Task objective: Quote the section of the text about the neuro-rehabilitation mission from "As such, the" to "open to them.".

Excerpted text:
/---
A key aspect will be our attempts to get first-hand accounts of what is being done for these patients

A key aspect of this trip will be our attempts to get first-hand accounts of what is being done for these patients from specialists in neuro-rehabilitation. We want to know what is being required of them and how they are being equipped to deliver the patient outcomes expected. We also want to know how they are struggling and what they would love to be able to do better. These people are best placed to see how care is being delivered and all of the shortcomings that that entails, so we need their input to establish what potential solutions could realistically be implemented effectively.

As such, the first day of the mission will be spent in consultation with Rehabilitation Assistants, Specialist Doctors and Nurses, Therapists, and finally the local Doctors, Nurses, and Physiotherapists who are delivering care to patients in their homes and communities. It will be interesting to see how the different phases of care link up and to what extent problems recur throughout the system. Another focus is going to be patient feedback. Every patient’s experience of disability and how this is treated is unique, but there are bound to be certain problems that a wide variety of patients can identify with in terms of the quality and effectiveness of the rehabilitation open to them.
\---
Data for review:
/---
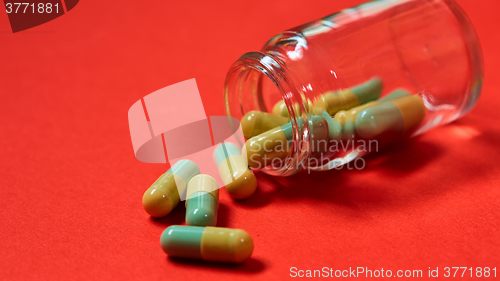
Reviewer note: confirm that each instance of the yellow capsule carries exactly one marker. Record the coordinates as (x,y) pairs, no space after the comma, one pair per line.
(207,243)
(202,201)
(256,122)
(164,194)
(239,180)
(332,102)
(350,115)
(395,118)
(280,108)
(263,149)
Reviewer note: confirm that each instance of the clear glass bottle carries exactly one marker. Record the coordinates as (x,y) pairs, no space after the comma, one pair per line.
(427,47)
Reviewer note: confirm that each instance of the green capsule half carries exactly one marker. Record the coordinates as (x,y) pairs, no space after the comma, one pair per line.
(207,243)
(202,201)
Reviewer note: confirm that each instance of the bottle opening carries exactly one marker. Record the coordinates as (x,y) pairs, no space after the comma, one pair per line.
(257,81)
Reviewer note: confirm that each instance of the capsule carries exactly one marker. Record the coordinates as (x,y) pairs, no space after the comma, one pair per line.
(263,149)
(280,108)
(344,115)
(256,122)
(207,243)
(164,194)
(395,118)
(202,201)
(333,102)
(239,180)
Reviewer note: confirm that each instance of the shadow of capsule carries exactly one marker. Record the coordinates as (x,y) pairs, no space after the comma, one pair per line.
(251,265)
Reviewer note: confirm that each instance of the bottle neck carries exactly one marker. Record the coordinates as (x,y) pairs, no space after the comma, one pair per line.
(245,90)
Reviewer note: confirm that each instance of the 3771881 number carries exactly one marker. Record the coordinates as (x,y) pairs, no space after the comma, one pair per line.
(470,271)
(24,8)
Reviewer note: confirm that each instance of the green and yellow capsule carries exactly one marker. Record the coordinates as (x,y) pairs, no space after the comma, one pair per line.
(350,115)
(256,122)
(207,243)
(239,180)
(164,194)
(280,108)
(395,118)
(274,145)
(202,201)
(333,102)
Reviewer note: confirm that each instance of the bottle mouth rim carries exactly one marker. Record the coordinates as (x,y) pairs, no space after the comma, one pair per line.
(269,66)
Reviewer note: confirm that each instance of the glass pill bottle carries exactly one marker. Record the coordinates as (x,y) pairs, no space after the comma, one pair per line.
(358,79)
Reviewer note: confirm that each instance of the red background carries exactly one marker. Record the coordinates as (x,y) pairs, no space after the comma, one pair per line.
(71,188)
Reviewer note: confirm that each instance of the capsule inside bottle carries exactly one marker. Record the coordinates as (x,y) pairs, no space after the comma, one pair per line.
(238,179)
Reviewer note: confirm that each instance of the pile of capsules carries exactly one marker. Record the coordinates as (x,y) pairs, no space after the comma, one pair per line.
(356,112)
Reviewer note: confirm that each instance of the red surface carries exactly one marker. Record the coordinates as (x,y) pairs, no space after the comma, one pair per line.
(71,187)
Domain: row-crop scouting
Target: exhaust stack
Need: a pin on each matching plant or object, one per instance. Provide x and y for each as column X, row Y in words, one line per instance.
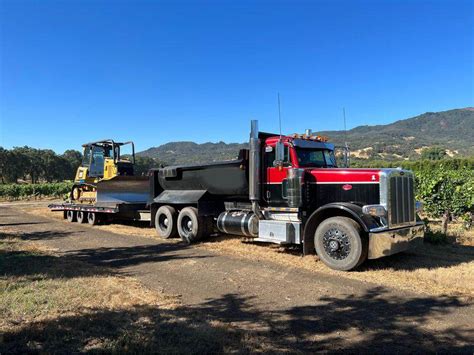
column 254, row 173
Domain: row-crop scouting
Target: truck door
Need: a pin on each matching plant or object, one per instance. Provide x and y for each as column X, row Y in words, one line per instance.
column 275, row 190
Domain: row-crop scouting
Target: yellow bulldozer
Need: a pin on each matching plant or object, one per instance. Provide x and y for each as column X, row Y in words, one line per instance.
column 107, row 176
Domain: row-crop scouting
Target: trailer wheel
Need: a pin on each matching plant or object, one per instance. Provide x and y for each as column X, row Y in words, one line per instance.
column 191, row 226
column 340, row 243
column 81, row 217
column 93, row 218
column 165, row 222
column 71, row 216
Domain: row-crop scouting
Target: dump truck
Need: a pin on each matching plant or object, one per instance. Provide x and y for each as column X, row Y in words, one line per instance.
column 289, row 190
column 283, row 189
column 105, row 186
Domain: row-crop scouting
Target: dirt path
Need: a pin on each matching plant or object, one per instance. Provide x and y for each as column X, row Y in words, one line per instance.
column 295, row 308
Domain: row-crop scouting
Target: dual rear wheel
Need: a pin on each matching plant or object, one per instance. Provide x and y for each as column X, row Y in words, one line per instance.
column 187, row 224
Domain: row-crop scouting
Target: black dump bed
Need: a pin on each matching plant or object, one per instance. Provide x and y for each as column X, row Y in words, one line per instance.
column 227, row 179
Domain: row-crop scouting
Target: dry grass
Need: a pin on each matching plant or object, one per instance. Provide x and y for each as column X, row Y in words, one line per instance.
column 50, row 304
column 446, row 269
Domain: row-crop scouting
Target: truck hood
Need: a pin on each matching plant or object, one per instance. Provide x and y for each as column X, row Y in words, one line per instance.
column 345, row 176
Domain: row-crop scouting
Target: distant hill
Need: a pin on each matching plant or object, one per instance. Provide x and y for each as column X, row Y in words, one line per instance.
column 452, row 130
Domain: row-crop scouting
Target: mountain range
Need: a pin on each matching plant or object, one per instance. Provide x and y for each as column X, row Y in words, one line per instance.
column 451, row 130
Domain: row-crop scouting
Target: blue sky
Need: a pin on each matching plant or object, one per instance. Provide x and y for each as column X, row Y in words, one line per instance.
column 158, row 71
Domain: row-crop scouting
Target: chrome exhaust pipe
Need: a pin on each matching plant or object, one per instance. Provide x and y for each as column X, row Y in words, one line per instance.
column 254, row 173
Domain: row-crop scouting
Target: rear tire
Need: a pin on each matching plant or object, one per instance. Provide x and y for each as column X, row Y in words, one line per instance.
column 191, row 226
column 340, row 243
column 93, row 218
column 81, row 217
column 71, row 216
column 166, row 222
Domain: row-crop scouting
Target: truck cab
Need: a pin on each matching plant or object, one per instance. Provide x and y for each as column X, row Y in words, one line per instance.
column 289, row 190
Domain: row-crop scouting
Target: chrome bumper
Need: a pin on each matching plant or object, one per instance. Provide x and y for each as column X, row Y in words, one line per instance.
column 393, row 241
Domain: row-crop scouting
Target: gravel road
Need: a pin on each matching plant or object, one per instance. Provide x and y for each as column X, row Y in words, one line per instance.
column 297, row 309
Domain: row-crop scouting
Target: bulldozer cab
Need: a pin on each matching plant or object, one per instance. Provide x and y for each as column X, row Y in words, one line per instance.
column 103, row 159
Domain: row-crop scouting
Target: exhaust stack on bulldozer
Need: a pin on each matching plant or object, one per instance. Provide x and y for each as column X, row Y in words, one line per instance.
column 106, row 176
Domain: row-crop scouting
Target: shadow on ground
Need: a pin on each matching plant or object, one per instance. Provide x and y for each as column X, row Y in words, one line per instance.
column 428, row 256
column 372, row 322
column 121, row 257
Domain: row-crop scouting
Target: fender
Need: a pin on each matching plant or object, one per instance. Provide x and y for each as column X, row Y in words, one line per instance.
column 343, row 209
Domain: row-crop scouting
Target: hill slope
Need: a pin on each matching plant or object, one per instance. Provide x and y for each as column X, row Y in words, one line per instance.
column 452, row 130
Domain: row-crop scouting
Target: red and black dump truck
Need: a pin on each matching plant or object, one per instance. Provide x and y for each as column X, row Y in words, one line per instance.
column 289, row 190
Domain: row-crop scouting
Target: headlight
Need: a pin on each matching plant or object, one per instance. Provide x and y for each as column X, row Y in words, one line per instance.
column 374, row 210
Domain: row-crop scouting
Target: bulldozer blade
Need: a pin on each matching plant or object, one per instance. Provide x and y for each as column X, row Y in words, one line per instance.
column 123, row 189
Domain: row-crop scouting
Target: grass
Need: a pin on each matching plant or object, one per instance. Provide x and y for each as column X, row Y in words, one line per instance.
column 445, row 268
column 51, row 304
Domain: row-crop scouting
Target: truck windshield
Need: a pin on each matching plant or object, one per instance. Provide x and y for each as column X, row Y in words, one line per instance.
column 315, row 158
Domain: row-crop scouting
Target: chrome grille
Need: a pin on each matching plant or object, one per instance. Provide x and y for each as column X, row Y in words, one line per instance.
column 401, row 199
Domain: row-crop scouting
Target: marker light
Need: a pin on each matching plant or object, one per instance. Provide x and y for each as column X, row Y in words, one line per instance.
column 374, row 210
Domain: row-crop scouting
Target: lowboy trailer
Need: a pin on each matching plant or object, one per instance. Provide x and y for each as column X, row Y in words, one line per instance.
column 285, row 190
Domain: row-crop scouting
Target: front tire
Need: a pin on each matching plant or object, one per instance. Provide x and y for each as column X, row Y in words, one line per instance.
column 191, row 226
column 340, row 243
column 166, row 221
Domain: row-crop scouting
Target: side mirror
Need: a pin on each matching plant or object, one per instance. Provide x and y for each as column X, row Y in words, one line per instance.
column 279, row 153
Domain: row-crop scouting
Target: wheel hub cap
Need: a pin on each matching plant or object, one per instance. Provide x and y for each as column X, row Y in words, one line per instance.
column 336, row 244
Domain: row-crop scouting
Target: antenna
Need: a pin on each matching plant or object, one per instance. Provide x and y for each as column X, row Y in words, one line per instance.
column 346, row 147
column 345, row 129
column 279, row 113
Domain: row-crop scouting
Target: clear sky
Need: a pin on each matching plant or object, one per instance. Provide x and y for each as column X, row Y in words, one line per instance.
column 159, row 71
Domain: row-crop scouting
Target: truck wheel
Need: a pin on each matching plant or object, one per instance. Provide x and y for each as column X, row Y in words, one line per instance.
column 81, row 217
column 165, row 222
column 340, row 243
column 191, row 227
column 93, row 218
column 71, row 216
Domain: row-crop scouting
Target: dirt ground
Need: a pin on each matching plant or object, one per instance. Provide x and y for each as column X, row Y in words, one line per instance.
column 268, row 298
column 446, row 269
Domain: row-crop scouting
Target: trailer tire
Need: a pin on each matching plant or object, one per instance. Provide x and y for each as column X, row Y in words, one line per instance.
column 191, row 226
column 81, row 217
column 71, row 216
column 166, row 222
column 93, row 218
column 340, row 243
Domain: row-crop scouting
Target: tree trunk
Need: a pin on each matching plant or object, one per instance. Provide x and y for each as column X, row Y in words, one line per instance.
column 444, row 222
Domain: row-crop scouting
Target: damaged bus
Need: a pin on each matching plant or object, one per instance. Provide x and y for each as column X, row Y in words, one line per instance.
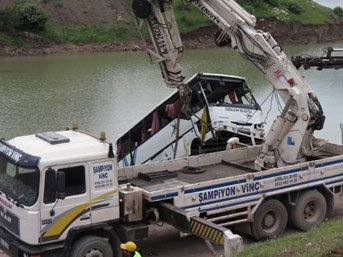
column 222, row 107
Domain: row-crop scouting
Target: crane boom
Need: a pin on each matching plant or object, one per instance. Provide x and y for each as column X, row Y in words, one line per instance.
column 290, row 139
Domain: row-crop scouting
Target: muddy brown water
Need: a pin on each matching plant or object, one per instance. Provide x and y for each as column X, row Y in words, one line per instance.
column 110, row 91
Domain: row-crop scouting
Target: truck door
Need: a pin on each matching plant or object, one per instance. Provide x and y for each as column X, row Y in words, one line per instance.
column 59, row 216
column 104, row 191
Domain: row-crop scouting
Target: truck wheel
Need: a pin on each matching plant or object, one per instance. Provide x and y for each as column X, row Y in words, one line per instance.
column 270, row 220
column 309, row 211
column 92, row 246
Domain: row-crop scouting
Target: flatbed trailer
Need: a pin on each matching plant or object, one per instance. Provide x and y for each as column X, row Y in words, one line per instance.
column 62, row 194
column 224, row 188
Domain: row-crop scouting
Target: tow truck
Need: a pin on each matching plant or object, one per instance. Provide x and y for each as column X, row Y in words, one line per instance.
column 63, row 195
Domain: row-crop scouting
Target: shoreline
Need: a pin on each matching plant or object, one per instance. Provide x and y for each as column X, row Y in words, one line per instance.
column 202, row 38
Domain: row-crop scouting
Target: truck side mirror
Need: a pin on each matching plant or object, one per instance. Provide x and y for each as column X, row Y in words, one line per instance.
column 60, row 185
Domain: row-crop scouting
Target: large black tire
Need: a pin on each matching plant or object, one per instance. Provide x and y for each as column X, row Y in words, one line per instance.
column 92, row 246
column 270, row 220
column 309, row 211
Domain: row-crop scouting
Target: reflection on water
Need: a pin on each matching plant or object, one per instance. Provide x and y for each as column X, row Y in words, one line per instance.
column 110, row 91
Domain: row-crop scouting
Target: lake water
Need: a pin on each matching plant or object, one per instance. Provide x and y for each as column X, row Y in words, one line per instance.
column 110, row 91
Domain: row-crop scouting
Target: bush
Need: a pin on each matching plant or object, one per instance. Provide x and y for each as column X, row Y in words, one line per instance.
column 338, row 11
column 23, row 16
column 294, row 8
column 9, row 19
column 32, row 17
column 275, row 3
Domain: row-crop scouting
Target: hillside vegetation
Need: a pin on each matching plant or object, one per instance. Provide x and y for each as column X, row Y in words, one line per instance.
column 27, row 22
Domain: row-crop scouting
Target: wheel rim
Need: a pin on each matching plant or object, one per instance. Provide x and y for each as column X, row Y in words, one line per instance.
column 94, row 253
column 311, row 211
column 270, row 222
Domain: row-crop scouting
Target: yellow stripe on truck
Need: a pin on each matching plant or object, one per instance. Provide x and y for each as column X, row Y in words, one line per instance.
column 60, row 225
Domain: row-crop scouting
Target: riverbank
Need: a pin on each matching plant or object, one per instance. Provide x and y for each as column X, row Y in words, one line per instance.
column 202, row 38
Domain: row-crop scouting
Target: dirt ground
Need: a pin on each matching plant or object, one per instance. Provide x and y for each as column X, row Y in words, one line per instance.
column 166, row 241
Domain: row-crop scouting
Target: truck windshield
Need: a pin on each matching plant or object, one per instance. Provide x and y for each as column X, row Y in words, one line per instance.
column 20, row 185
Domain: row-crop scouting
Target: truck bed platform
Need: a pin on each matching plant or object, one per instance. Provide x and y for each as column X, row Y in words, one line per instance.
column 188, row 175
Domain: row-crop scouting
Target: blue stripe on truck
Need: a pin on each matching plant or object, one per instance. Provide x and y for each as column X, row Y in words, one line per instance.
column 204, row 188
column 265, row 191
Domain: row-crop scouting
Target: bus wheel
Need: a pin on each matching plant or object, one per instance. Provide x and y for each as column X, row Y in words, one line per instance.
column 309, row 211
column 270, row 220
column 92, row 246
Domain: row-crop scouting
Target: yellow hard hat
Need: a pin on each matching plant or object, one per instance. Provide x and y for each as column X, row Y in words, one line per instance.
column 129, row 246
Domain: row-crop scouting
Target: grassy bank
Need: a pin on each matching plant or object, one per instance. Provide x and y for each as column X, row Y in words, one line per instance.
column 323, row 241
column 119, row 31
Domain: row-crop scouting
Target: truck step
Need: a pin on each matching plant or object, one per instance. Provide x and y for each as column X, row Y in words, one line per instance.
column 207, row 230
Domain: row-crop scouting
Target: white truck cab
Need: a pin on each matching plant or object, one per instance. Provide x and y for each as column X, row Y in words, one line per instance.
column 36, row 171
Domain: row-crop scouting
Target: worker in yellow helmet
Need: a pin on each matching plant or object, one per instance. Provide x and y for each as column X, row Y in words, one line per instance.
column 130, row 249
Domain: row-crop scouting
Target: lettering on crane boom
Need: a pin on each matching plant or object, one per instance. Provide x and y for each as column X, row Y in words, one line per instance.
column 103, row 176
column 156, row 27
column 206, row 11
column 215, row 194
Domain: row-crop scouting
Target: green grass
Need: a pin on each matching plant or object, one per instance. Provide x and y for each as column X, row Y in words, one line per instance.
column 89, row 34
column 188, row 16
column 10, row 40
column 322, row 241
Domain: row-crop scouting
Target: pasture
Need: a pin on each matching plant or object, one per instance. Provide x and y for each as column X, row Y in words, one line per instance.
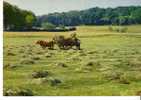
\---
Written answer:
As such, the first day of the mission will be spent in consultation with Rehabilitation Assistants, Specialist Doctors and Nurses, Therapists, and finally the local Doctors, Nurses, and Physiotherapists who are delivering care to patients in their homes and communities. It will be interesting to see how the different phases of care link up and to what extent problems recur throughout the system. Another focus is going to be patient feedback. Every patient’s experience of disability and how this is treated is unique, but there are bound to be certain problems that a wide variety of patients can identify with in terms of the quality and effectiveness of the rehabilitation open to them.